→ **What the exercise asks**: Your job with the data below: print everything from the line that holds "280L155 269L133 270L127" down to the line that holds "positive clicks: (179, 118) (178, 126)", ends included, exactly, and nothing else.

╭─ The input

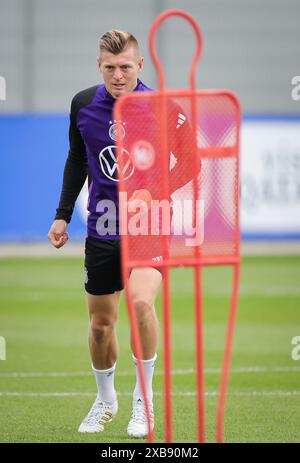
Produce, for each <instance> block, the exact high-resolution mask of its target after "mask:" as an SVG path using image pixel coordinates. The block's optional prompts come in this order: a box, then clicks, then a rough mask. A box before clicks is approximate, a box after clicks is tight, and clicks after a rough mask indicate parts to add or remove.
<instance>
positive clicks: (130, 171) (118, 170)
mask: <svg viewBox="0 0 300 463" xmlns="http://www.w3.org/2000/svg"><path fill="white" fill-rule="evenodd" d="M121 156H123V157H124V159H123V163H122V164H123V171H122V172H121V171H120V166H119V163H118V159H117V147H116V146H115V145H110V146H106V147H105V148H103V150H101V151H100V153H99V161H100V166H101V170H102V172H103V174H104V175H105V176H106V177H107V178H109V179H110V180H113V181H114V182H118V181H119V178H118V174H122V176H123V178H124V180H127V179H128V178H130V177H131V176H132V174H133V173H134V165H133V164H132V162H131V159H130V156H129V152H128V151H127V150H126V149H125V148H122V153H121Z"/></svg>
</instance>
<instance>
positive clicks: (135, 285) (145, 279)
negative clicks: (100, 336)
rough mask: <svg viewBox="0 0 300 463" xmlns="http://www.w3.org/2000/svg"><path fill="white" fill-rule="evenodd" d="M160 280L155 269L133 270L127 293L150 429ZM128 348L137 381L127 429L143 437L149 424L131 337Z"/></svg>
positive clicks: (155, 349)
mask: <svg viewBox="0 0 300 463" xmlns="http://www.w3.org/2000/svg"><path fill="white" fill-rule="evenodd" d="M161 281H162V275H161V273H160V272H159V271H158V270H156V269H154V268H140V269H137V268H136V269H133V271H132V272H131V275H130V279H129V285H130V293H131V297H132V301H133V305H134V310H135V314H136V319H137V324H138V328H139V333H140V339H141V346H142V353H143V358H142V364H143V369H144V374H145V380H146V391H147V399H148V404H149V409H150V416H151V428H152V429H153V427H154V413H153V390H152V380H153V373H154V364H155V360H156V356H157V354H156V350H157V344H158V332H159V327H158V320H157V316H156V313H155V307H154V303H155V299H156V296H157V293H158V290H159V287H160V284H161ZM131 348H132V352H133V359H134V363H135V367H136V384H135V388H134V392H133V407H132V417H131V419H130V422H129V424H128V428H127V432H128V434H129V435H130V436H132V437H144V436H146V435H147V433H148V424H147V418H146V410H145V404H144V399H143V393H142V387H141V383H140V378H139V373H138V367H137V359H136V355H135V350H134V345H133V339H132V337H131Z"/></svg>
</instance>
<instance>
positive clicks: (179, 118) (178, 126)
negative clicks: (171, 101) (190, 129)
mask: <svg viewBox="0 0 300 463" xmlns="http://www.w3.org/2000/svg"><path fill="white" fill-rule="evenodd" d="M185 121H186V117H185V115H184V114H181V113H178V121H177V125H176V129H179V127H181V126H182V125H183V124H184V123H185Z"/></svg>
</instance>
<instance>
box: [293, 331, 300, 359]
mask: <svg viewBox="0 0 300 463" xmlns="http://www.w3.org/2000/svg"><path fill="white" fill-rule="evenodd" d="M292 345H293V346H295V347H294V348H293V349H292V352H291V354H292V359H293V360H300V336H294V337H293V338H292Z"/></svg>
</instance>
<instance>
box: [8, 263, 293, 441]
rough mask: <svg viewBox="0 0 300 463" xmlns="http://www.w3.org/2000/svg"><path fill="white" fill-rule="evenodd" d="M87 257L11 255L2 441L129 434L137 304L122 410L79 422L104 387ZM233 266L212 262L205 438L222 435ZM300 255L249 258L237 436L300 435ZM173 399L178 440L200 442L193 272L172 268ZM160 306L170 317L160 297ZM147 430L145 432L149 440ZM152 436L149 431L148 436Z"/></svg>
mask: <svg viewBox="0 0 300 463" xmlns="http://www.w3.org/2000/svg"><path fill="white" fill-rule="evenodd" d="M82 269H83V262H82V259H78V258H69V259H67V258H66V259H44V258H41V259H1V260H0V306H1V308H0V336H2V337H4V338H5V340H6V360H1V361H0V441H1V442H109V443H114V442H121V443H127V442H131V441H134V442H136V440H132V439H130V438H129V437H128V436H127V434H126V427H127V423H128V420H129V418H130V413H131V394H132V391H133V388H134V381H135V377H134V367H133V363H132V359H131V352H130V348H129V326H128V318H127V310H126V306H125V305H124V301H123V302H122V306H121V309H120V316H119V321H118V327H117V329H118V337H119V347H120V356H119V360H118V364H117V370H116V388H117V391H118V394H119V413H118V415H117V418H116V419H115V420H114V421H113V422H112V423H110V424H109V425H108V426H107V427H106V429H105V431H104V432H103V433H101V434H91V435H87V434H78V433H77V428H78V425H79V423H80V421H81V420H82V419H83V417H84V416H85V414H86V413H87V411H88V410H89V407H90V405H91V404H92V402H93V400H94V397H95V381H94V378H93V376H92V374H91V372H90V360H89V355H88V346H87V327H88V322H87V309H86V302H85V294H84V290H83V286H82V281H83V270H82ZM231 276H232V269H231V268H229V267H222V268H206V269H204V272H203V278H204V311H205V324H204V331H205V368H206V375H205V387H206V391H207V395H206V424H207V433H206V434H207V440H208V441H209V442H212V441H214V440H215V415H216V405H217V396H216V394H215V393H216V391H217V390H218V384H219V370H218V369H219V367H220V364H221V360H222V355H223V346H224V339H225V329H226V321H227V312H228V307H229V293H230V287H231ZM299 276H300V257H299V256H291V257H284V256H281V257H255V256H253V257H247V258H244V259H243V266H242V279H241V292H240V299H239V311H238V318H237V325H236V331H235V337H234V345H233V356H232V371H231V374H230V384H229V391H228V392H229V394H228V397H227V406H226V416H225V441H227V442H299V441H300V426H299V416H300V387H299V384H300V383H299V373H300V360H299V361H298V362H297V361H296V360H293V359H292V355H291V352H292V349H293V345H292V344H291V341H292V338H293V337H294V336H300V285H299ZM171 288H172V319H173V321H172V340H173V345H172V354H173V365H172V367H173V370H174V375H173V394H174V395H173V407H174V408H173V411H174V439H175V441H176V442H196V417H195V404H196V398H195V390H196V389H195V388H196V386H195V384H196V380H195V374H194V372H193V371H194V368H195V357H194V353H195V343H194V314H193V276H192V271H191V270H190V269H176V270H172V285H171ZM157 313H158V316H159V319H160V320H161V319H162V309H161V300H160V299H159V300H158V303H157ZM161 346H162V330H161V334H160V348H159V351H158V361H157V364H156V370H155V371H156V375H155V380H154V391H155V398H154V405H155V414H156V427H155V437H156V440H157V441H158V442H162V441H163V440H164V425H163V423H164V420H163V398H162V392H163V375H162V347H161ZM142 442H143V440H142ZM144 442H146V441H144Z"/></svg>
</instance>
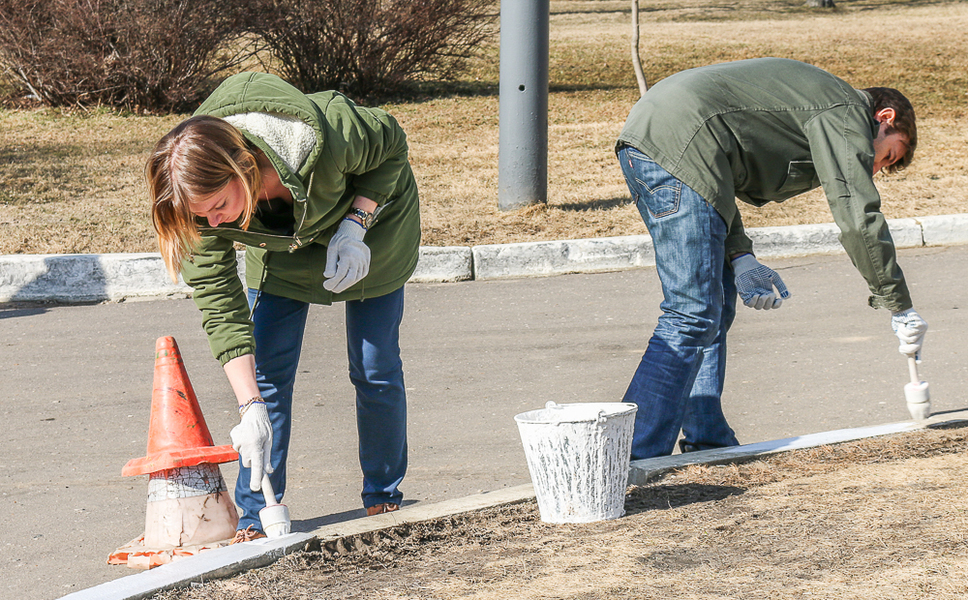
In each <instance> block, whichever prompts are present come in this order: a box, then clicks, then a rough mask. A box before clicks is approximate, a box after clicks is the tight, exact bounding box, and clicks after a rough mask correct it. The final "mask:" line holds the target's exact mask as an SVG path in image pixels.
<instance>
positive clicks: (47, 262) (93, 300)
mask: <svg viewBox="0 0 968 600" xmlns="http://www.w3.org/2000/svg"><path fill="white" fill-rule="evenodd" d="M888 225H889V227H890V229H891V235H892V237H893V238H894V242H895V245H896V246H897V247H898V248H918V247H923V246H940V245H954V244H965V243H968V214H961V215H947V216H935V217H922V218H918V219H892V220H889V221H888ZM747 233H748V234H749V236H750V238H751V239H752V240H753V243H754V247H755V248H756V253H757V254H758V255H759V256H762V257H791V256H807V255H811V254H842V253H843V248H842V247H841V246H840V242H839V241H838V236H839V234H840V231H839V229H838V228H837V226H836V225H834V224H832V223H830V224H821V225H796V226H790V227H761V228H753V229H749V230H747ZM242 256H243V254H242V253H240V255H239V270H240V273H244V268H245V265H244V260H242ZM653 265H655V254H654V252H653V248H652V238H650V237H649V236H647V235H633V236H622V237H606V238H592V239H579V240H558V241H550V242H524V243H517V244H494V245H482V246H473V247H467V246H446V247H435V246H422V247H421V248H420V257H419V260H418V262H417V269H416V271H415V272H414V274H413V276H412V277H411V278H410V281H412V282H415V283H444V282H454V281H467V280H471V279H479V280H488V279H504V278H512V277H540V276H548V275H562V274H565V273H597V272H604V271H621V270H625V269H636V268H641V267H649V266H653ZM190 293H191V289H190V288H189V287H188V286H186V285H185V284H184V283H178V284H174V283H172V282H171V280H170V279H169V278H168V276H167V274H166V273H165V269H164V266H163V264H162V261H161V256H160V255H159V254H157V253H144V254H34V255H30V254H14V255H5V256H0V303H3V302H37V301H55V302H65V303H70V302H101V301H105V300H109V301H117V300H123V299H128V298H184V297H186V296H188V295H190Z"/></svg>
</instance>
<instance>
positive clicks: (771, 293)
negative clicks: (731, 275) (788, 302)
mask: <svg viewBox="0 0 968 600" xmlns="http://www.w3.org/2000/svg"><path fill="white" fill-rule="evenodd" d="M732 265H733V274H734V275H735V276H736V292H737V293H738V294H739V297H740V298H742V299H743V304H745V305H746V306H748V307H750V308H755V309H757V310H769V309H771V308H780V305H781V304H783V300H784V299H785V298H789V297H790V292H788V291H787V289H786V286H785V285H784V284H783V280H782V279H780V276H779V275H777V274H776V271H774V270H773V269H771V268H769V267H765V266H763V265H762V264H760V262H759V261H758V260H756V257H755V256H753V255H752V254H743V255H740V256H737V257H736V258H734V259H733V261H732ZM774 287H776V291H777V292H778V293H779V295H777V294H774V293H773V288H774Z"/></svg>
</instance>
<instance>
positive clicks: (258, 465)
mask: <svg viewBox="0 0 968 600" xmlns="http://www.w3.org/2000/svg"><path fill="white" fill-rule="evenodd" d="M230 435H231V436H232V447H233V448H235V451H236V452H238V453H239V458H241V459H242V466H243V467H248V468H249V469H250V473H251V477H250V478H249V489H250V490H252V491H253V492H258V491H259V490H261V489H262V474H263V472H265V473H272V463H271V462H270V461H271V460H272V425H271V424H270V423H269V411H267V410H266V405H265V403H263V402H258V403H255V404H251V405H249V406H248V407H247V408H246V409H245V412H243V413H242V421H241V422H240V423H239V424H238V425H236V426H235V427H233V428H232V432H231V434H230Z"/></svg>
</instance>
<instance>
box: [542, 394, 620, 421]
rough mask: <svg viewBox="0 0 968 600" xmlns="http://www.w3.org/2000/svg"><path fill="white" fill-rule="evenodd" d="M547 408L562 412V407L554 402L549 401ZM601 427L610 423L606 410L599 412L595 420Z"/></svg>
mask: <svg viewBox="0 0 968 600" xmlns="http://www.w3.org/2000/svg"><path fill="white" fill-rule="evenodd" d="M545 408H547V409H550V410H561V409H562V406H561V405H560V404H558V403H556V402H555V401H554V400H548V402H546V403H545ZM595 420H596V421H597V422H598V424H599V425H604V424H605V421H608V414H607V413H606V412H605V411H604V410H600V411H598V417H597V418H596V419H595Z"/></svg>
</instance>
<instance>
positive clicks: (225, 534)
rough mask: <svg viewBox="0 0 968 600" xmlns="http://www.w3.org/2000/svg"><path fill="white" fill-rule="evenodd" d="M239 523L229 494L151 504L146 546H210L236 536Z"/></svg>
mask: <svg viewBox="0 0 968 600" xmlns="http://www.w3.org/2000/svg"><path fill="white" fill-rule="evenodd" d="M238 524H239V514H238V512H237V511H236V510H235V504H233V503H232V499H231V497H230V496H229V493H228V492H219V493H217V494H206V495H204V496H192V497H189V498H167V499H164V500H159V501H157V502H149V503H148V510H147V511H146V515H145V535H144V539H145V545H146V546H150V547H153V548H163V549H164V548H167V549H171V548H180V547H183V546H199V545H205V544H210V543H212V542H217V541H219V540H224V539H226V538H231V537H234V536H235V529H236V526H238Z"/></svg>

╰─

→ **Written solution**:
rough mask: <svg viewBox="0 0 300 463" xmlns="http://www.w3.org/2000/svg"><path fill="white" fill-rule="evenodd" d="M160 280L155 269L133 270L127 293L150 429ZM128 348L137 381L127 429L143 437L149 424L131 337Z"/></svg>
positive clicks: (155, 349)
mask: <svg viewBox="0 0 300 463" xmlns="http://www.w3.org/2000/svg"><path fill="white" fill-rule="evenodd" d="M161 281H162V275H161V273H160V272H159V271H158V270H156V269H154V268H140V269H137V268H136V269H133V271H132V272H131V275H130V279H129V285H130V293H131V297H132V301H133V305H134V310H135V314H136V319H137V324H138V328H139V333H140V339H141V346H142V353H143V358H142V364H143V369H144V374H145V380H146V391H147V399H148V404H149V409H150V416H151V428H152V429H153V427H154V413H153V390H152V380H153V373H154V364H155V360H156V356H157V354H156V350H157V344H158V332H159V327H158V320H157V316H156V313H155V307H154V303H155V299H156V296H157V293H158V290H159V287H160V284H161ZM131 348H132V352H133V359H134V363H135V367H136V384H135V388H134V392H133V407H132V417H131V419H130V422H129V424H128V428H127V432H128V434H129V435H130V436H132V437H144V436H146V435H147V433H148V424H147V418H146V410H145V404H144V399H143V393H142V387H141V383H140V378H139V373H138V367H137V359H136V355H135V350H134V345H133V339H132V337H131Z"/></svg>
</instance>
<instance>
positive clicks: (179, 118) (178, 126)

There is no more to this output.